Update the data below from its start through the line containing "<point>188,97</point>", both included. Swap "forest" for "woodland" and keep every other character the same.

-- Start of Extracted material --

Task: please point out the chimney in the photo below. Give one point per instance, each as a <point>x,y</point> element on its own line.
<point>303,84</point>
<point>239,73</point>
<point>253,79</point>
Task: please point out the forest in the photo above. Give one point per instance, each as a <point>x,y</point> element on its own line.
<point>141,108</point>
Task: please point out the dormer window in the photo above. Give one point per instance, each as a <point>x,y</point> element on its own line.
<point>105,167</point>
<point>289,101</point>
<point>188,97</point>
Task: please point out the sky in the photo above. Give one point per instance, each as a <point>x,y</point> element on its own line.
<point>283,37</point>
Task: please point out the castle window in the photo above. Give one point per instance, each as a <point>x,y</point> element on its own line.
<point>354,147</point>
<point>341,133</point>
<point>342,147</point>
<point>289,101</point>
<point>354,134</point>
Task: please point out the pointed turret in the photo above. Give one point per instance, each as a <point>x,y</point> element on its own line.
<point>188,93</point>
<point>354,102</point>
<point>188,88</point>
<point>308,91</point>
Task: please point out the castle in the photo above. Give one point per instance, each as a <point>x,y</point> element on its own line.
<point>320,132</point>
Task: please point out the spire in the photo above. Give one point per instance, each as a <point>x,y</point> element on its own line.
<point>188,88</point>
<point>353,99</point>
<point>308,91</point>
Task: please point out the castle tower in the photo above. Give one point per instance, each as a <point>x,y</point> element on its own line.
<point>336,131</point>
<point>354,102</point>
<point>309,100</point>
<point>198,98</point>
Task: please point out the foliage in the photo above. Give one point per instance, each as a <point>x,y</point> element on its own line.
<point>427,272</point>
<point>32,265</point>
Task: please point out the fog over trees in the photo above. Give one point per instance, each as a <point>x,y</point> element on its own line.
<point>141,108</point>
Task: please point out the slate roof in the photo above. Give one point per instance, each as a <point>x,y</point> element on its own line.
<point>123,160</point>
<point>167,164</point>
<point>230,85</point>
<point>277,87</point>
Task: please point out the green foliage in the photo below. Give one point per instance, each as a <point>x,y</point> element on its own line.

-- End of Extracted material --

Exercise answer:
Task: please point out the chimney in the photo below. Give one point per instance, each as a <point>x,y</point> element on its own line.
<point>303,84</point>
<point>239,73</point>
<point>253,79</point>
Task: please point out the woodland in the photo above. Give one point per instance, each as a <point>x,y</point> element on its own line.
<point>141,108</point>
Task: please point out the dormer window in the photo above. Give one point per instance, each as a <point>x,y</point> element on its own line.
<point>105,167</point>
<point>289,101</point>
<point>188,97</point>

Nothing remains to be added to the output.